■ Задание 1 ■
Где, согласно тексту о Ширвиндте, располагался единственный полуночный ресторан в Москве того времени?
■ Задание 2 ■
Соответствуют ли тексту о Ширвиндте следующие утверждения: (а) в период юности милиции на дорогах было мало; (б) второй период вождения назван «медленным»; (в) объем двигателя теперешней машины составляет 4,5 литра? Для каждого ответьте «да» или «нет» и приведите решающие слова текста.
─── Исходный текст ───
Svoboda | Graniru | BBC Russia | Golosameriki | Facebook

«Всю свою сознательную жизнь я мечтал о каком-нибудь транспортном средстве»

Памяти Александра Ширвиндта

Отменное чувство юмора, невозмутимость, ироничное отношение к себе и к жизни — таким был Александр Ширвиндт, запомнившийся нам не только своими ролями, но и рассказанными историями. Мы собрали фрагменты интервью и цитаты из книг Александра Анатольевича — все на автомобильную тематику.

Фото: Кадр из фильма «Самая обаятельная и привлекательная»

Фото: Кадр из фильма «Самая обаятельная и привлекательная»

За «баранкой» с 52-го года. За это время я прошел, наверное, три этапа, с различной стилистикой и характером вождения. Первый период — естественно, безумная, лихая юность, когда мы гоняли в ночи наперегонки... Машин же на дорогах тогда было не так много, милиции — тоже. Редко где можно было встретить гаишника. А конечной целью нашего пути становился зачастую единственный полуночный ресторан в Москве того времени, который располагался в аэропорту «Внуково». Второй период можно назвать «профессионально быстрым». Ну а третий, который продолжается до сих пор, — малоскоростной, медленный. В теперешней машине движок объемом 4,5 литра, и вот когда я, о чем-то задумавшись, привычно ползу, вижу, как моя «ласточка» просто в крайнем недоумении выворачивает на меня морду. Тогда я перед ней извиняюсь и спешно нажимаю на газ.
─── Предоставленные записи ───
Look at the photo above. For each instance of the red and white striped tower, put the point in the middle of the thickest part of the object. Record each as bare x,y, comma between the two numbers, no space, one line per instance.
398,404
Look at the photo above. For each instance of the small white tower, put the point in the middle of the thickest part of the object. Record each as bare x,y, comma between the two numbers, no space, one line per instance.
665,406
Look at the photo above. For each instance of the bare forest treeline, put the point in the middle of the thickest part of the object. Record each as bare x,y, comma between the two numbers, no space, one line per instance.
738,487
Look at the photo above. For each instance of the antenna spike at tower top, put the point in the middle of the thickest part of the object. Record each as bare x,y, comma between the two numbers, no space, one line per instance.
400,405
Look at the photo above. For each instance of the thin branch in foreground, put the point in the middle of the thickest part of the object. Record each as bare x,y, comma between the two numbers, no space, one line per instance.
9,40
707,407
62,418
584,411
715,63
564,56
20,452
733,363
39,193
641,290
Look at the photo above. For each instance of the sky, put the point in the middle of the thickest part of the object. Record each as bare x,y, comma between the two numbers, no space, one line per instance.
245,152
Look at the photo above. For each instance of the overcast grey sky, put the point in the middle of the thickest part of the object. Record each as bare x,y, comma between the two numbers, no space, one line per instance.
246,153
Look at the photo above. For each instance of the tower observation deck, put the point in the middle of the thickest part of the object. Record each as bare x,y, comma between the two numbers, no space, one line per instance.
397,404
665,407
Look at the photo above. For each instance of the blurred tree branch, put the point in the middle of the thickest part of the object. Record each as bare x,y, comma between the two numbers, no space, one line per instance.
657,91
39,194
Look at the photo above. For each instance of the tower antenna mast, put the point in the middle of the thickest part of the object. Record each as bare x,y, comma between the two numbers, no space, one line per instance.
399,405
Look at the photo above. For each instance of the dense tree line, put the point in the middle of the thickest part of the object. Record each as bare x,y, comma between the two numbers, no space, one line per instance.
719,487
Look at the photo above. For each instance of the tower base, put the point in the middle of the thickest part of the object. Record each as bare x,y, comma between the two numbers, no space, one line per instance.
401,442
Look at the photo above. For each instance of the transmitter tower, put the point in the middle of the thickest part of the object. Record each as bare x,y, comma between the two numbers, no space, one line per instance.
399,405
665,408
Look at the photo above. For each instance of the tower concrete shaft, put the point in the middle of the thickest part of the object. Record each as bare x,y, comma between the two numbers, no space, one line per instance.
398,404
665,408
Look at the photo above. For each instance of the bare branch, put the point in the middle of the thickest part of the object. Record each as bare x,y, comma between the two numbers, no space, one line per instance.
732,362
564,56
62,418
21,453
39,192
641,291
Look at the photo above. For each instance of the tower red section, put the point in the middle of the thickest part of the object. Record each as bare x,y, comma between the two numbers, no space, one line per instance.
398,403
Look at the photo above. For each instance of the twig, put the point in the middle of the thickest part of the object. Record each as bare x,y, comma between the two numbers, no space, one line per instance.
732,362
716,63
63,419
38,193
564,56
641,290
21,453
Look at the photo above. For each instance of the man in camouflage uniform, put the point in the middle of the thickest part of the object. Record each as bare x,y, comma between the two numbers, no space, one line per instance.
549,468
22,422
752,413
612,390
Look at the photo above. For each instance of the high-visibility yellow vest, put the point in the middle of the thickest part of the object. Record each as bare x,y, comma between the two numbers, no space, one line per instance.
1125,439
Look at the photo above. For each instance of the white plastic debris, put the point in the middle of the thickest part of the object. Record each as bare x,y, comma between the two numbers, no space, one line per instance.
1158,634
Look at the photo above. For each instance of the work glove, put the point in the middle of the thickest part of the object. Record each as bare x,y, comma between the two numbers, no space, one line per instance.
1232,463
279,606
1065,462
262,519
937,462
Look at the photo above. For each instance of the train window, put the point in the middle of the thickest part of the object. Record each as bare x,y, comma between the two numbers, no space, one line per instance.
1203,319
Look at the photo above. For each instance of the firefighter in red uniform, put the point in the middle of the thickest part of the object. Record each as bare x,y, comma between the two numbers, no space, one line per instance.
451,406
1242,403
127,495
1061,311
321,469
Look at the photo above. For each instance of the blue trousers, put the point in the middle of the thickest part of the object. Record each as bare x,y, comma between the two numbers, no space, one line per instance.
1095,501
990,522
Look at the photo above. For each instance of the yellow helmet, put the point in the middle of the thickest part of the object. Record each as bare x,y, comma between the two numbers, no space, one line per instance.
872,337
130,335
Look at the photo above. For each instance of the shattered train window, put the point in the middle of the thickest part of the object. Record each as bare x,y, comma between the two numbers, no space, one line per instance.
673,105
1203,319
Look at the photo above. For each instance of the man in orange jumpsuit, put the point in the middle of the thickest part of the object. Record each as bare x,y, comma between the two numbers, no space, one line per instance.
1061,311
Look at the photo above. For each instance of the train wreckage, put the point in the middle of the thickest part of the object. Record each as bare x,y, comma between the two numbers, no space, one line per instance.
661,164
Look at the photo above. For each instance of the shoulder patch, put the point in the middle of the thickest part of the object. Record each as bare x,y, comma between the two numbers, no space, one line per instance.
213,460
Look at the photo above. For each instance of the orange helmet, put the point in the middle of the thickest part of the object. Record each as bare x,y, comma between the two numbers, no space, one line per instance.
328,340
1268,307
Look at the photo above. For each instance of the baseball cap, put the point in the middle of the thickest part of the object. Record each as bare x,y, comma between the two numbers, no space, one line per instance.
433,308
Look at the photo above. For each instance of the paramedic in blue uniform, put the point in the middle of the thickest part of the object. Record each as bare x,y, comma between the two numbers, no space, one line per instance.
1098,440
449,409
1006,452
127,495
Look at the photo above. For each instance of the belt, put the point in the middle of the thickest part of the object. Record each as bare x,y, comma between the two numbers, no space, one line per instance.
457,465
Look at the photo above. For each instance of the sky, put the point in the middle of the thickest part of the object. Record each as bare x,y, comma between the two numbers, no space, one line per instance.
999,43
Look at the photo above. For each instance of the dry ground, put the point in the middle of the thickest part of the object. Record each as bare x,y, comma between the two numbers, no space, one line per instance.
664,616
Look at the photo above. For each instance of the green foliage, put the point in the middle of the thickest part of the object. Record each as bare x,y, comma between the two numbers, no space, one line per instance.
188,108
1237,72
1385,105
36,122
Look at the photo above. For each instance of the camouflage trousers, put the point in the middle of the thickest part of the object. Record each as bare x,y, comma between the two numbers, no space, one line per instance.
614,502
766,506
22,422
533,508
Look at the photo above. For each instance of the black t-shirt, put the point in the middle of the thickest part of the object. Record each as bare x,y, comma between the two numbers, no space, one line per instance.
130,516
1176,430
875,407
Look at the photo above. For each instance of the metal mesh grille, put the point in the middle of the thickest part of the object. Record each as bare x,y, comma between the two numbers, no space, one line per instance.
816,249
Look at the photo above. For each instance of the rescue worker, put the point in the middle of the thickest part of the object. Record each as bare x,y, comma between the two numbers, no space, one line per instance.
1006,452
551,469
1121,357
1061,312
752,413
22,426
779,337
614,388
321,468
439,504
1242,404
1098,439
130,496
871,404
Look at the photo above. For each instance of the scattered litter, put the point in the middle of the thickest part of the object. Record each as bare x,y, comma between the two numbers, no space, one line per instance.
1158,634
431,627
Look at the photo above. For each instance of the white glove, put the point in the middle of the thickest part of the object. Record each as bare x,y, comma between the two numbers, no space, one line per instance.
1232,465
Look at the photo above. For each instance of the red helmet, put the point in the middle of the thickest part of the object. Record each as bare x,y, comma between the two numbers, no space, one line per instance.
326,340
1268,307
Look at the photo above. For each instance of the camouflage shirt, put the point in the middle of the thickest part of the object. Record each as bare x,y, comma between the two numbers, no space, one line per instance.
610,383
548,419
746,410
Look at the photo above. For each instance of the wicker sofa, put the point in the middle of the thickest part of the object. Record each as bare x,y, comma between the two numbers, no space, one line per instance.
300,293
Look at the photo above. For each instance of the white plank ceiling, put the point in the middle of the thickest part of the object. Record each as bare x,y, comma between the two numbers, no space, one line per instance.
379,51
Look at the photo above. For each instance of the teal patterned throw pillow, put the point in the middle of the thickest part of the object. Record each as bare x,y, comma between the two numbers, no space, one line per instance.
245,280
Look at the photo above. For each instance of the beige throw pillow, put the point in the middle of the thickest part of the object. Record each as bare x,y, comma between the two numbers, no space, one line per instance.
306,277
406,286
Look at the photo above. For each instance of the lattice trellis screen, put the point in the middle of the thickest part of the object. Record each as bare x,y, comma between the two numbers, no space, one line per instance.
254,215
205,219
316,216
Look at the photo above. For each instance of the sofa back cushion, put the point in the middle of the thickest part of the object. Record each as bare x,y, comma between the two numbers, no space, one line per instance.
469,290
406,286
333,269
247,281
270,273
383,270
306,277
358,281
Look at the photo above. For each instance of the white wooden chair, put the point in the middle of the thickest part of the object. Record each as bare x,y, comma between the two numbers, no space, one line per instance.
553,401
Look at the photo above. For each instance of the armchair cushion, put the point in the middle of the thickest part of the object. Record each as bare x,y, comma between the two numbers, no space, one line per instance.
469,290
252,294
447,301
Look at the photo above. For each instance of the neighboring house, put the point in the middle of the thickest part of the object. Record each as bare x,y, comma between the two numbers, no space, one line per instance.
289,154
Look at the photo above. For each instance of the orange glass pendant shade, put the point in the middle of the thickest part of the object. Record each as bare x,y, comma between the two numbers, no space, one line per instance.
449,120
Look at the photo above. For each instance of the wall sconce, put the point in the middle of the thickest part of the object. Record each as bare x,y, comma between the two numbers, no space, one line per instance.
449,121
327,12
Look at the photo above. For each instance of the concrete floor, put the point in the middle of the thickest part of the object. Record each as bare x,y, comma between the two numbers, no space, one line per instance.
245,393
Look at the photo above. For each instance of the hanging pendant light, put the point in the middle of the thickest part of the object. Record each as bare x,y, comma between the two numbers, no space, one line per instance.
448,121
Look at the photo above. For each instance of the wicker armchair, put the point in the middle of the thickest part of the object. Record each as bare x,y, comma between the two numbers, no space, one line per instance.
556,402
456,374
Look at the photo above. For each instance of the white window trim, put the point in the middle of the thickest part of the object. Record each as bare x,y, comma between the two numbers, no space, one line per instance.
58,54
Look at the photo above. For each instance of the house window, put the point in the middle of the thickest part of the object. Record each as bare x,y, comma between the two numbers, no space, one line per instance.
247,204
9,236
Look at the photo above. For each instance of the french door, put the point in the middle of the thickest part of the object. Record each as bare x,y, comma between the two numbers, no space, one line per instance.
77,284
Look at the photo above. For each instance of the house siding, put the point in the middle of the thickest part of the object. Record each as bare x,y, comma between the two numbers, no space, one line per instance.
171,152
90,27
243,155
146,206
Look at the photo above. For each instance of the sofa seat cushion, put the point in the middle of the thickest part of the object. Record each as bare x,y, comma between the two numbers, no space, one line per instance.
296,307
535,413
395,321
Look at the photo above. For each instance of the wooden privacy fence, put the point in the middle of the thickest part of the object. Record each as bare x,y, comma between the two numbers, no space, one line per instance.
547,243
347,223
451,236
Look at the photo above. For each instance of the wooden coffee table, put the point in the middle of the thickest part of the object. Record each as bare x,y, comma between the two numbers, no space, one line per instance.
───
■ Ответ 1 ■
В аэропорту «Внуково».

■ Ответ 2 ■
(а) Да: «Машин же на дорогах тогда было не так много, милиции — тоже».
(б) Нет: «Второй период можно назвать «профессионально быстрым»».
(в) Да: «В теперешней машине движок объемом 4,5 литра».